(Dataset begins)
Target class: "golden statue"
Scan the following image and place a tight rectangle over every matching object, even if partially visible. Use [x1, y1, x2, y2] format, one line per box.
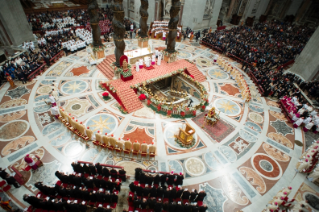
[205, 107, 220, 126]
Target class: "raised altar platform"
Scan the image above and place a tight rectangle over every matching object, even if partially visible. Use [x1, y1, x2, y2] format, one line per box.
[99, 56, 206, 113]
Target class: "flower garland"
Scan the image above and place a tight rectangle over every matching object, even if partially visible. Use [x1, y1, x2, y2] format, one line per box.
[116, 104, 128, 114]
[162, 50, 178, 58]
[90, 44, 106, 52]
[175, 137, 196, 149]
(Dataset ends)
### What is required
Write down every line of the data above that includes the string "class".

### Answer to the problem
Target class: "golden statue"
Target class: "raised altar platform"
Target class: "flower garland"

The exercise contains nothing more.